• [Work instructions]: Transcribe the listing below in its entirety, exactly.

• [Task material]:
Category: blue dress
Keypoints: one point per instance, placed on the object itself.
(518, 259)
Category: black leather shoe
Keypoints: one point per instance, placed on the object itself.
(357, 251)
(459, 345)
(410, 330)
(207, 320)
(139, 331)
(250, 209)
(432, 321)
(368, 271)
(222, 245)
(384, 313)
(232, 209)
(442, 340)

• [Solution to the problem]:
Category: blue dress
Keypoints: one point per instance, placed on the object itself.
(518, 259)
Category: black leather shoe
Keypoints: one point per instance, placed on the object itself.
(357, 251)
(459, 345)
(410, 330)
(207, 320)
(139, 331)
(250, 209)
(432, 321)
(368, 271)
(222, 245)
(384, 313)
(232, 209)
(442, 340)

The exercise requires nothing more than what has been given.